■ SELECTED TEXT:
— Begin —

The mod_rewrite and the magic of rewriting the URL (second part)

In the first part of this article we’ve seen two simple examples of url rewrite. What we will do now is to insert the name of the product in the url. Why?
Since the rewritten url will be the one registered from the search engine, it will be extremely interesting to visualize the product’s name in the url.
An aspect that we should pay great attention regards the limit for which the string of an url doesn’t accept spaces and special or accented characters. So, we should pass the string that represents the name of the product through a filter that replaces the spaces with dashes, the accented letters with the same letters not accented and that eventually eliminates the special characters.
You can see an example of this technique in the url that contains this article. WordPress uses the method of the permalink, that transforms the title of the article in an univocal data. If you use WordPress, you can try to create an article and entitle it prova test. A permlink prova-test will be created. Now if you try to create another article and entitle it again prova test, the permalink prova-test-2 will be created. This is because the permlink will be the only data available to go and get the article and so- like I said- has to be an univocal data
The system used by WordPress is very complicated, it expects transformations and verifications and uses asynchronous callings. In this article we’ll see a simplified model , but valid (anyway, I’m from the old school and as far as I’m concerned the univocal data has one name: primary key ). Then we’ll pass the name of the product, and somehow also the id.
What kind of url we want to obtain to optimize the indexation?
The url that we want to obtain is of this kind:
http://www.yoursite.com/producto56/big-electric-trimmers
If we wouldn’t use the url rewrite, the construction of the link to visualize the details of the product would be like this:
//reading values from the database echo '<a href="products.php?id=' . $id . '">' . $nameProduct . '</a>';
Instead, if we want to produce an url like the one previously seen, we should go on this way:
//reading values from the database //filtering product name echo '<a href="product' . $id . '/' . $nameFilteredProduct . '">' . $nameProduct . '</a>';
As we have seen in the beginning, if we want to pass the product’s name in the url, we should first clean it up of accented letters and special characters that can give problems and afterwards replace also the spaces with dashes.

— End —

■ SET EXERCISE:
Reproduce a passage from the URL rewriting article above, beginning at the words "In the first" and stopping after the words "name in the url.".

■ DATASET EXTRACT:
— Begin —

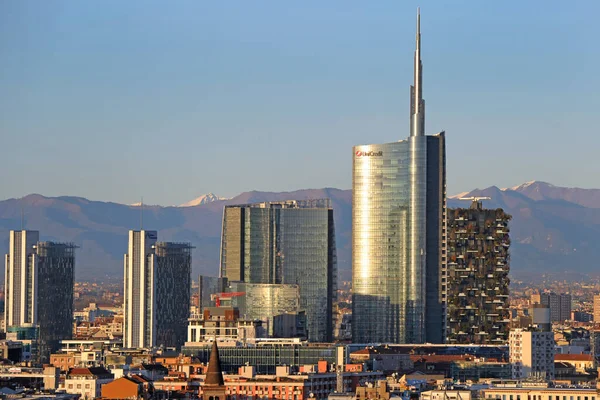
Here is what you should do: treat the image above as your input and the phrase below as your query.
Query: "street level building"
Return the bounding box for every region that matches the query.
[4,231,76,362]
[446,201,511,344]
[123,230,192,348]
[221,199,337,342]
[352,9,446,343]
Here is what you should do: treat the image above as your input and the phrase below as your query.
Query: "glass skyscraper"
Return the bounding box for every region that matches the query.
[123,230,193,348]
[352,10,446,343]
[221,199,337,341]
[4,230,76,362]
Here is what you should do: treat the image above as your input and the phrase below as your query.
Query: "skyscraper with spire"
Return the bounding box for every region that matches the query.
[352,8,446,343]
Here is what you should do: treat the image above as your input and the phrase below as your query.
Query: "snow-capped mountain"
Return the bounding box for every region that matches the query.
[178,193,229,207]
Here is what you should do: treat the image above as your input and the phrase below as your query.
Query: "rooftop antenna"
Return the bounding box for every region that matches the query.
[140,196,144,231]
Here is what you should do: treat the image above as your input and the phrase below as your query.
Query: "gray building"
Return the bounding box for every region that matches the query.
[123,230,192,348]
[352,9,446,343]
[4,230,76,362]
[531,292,572,323]
[198,275,227,313]
[446,202,511,344]
[221,199,337,342]
[229,282,306,337]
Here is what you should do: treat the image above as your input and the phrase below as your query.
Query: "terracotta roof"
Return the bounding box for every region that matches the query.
[68,367,112,376]
[204,340,224,386]
[554,354,593,361]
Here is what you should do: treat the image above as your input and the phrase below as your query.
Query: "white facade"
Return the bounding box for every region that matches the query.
[509,329,554,380]
[65,376,113,399]
[420,390,471,400]
[123,230,157,348]
[4,231,40,329]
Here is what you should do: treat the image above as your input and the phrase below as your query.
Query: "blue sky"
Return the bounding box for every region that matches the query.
[0,0,600,205]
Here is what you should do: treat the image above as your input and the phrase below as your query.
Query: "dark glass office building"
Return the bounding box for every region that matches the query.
[221,199,337,341]
[36,242,76,362]
[352,10,446,343]
[446,202,510,344]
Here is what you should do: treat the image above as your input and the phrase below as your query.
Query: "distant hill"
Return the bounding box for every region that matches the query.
[0,189,351,279]
[0,182,600,279]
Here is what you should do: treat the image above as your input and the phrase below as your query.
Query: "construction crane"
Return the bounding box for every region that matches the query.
[459,196,492,210]
[210,292,246,307]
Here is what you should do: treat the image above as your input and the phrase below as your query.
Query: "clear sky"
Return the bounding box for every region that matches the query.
[0,0,600,205]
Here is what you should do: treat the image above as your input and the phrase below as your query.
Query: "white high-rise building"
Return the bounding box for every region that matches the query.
[123,230,192,348]
[508,307,555,380]
[4,231,40,329]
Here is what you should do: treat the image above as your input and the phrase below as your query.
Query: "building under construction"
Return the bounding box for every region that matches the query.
[446,198,511,344]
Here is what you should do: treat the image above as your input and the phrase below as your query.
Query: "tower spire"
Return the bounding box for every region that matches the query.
[410,7,425,136]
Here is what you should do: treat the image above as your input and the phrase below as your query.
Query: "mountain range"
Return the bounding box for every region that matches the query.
[0,181,600,279]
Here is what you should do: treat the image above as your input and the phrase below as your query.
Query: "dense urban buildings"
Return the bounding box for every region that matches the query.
[35,242,76,362]
[123,230,192,348]
[593,294,600,323]
[221,199,337,342]
[4,230,76,362]
[446,199,511,344]
[509,304,555,380]
[352,10,446,343]
[229,282,307,338]
[4,230,40,328]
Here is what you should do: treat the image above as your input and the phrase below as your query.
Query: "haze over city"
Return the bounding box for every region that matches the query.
[0,0,600,400]
[0,1,600,205]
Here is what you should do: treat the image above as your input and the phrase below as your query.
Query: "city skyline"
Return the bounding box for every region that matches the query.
[352,10,446,343]
[0,2,600,205]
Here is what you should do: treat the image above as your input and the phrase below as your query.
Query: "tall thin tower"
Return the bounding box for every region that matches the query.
[352,11,446,343]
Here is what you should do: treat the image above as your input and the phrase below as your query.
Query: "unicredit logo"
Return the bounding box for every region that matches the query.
[355,150,383,157]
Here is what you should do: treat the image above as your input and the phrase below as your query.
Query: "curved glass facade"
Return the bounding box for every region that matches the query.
[352,141,409,343]
[352,133,446,343]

— End —

■ COMPLETE RESPONSE:
In the first part of this article we’ve seen two simple examples of url rewrite. What we will do now is to insert the name of the product in the url. Why?
Since the rewritten url will be the one registered from the search engine, it will be extremely interesting to visualize the product’s name in the url.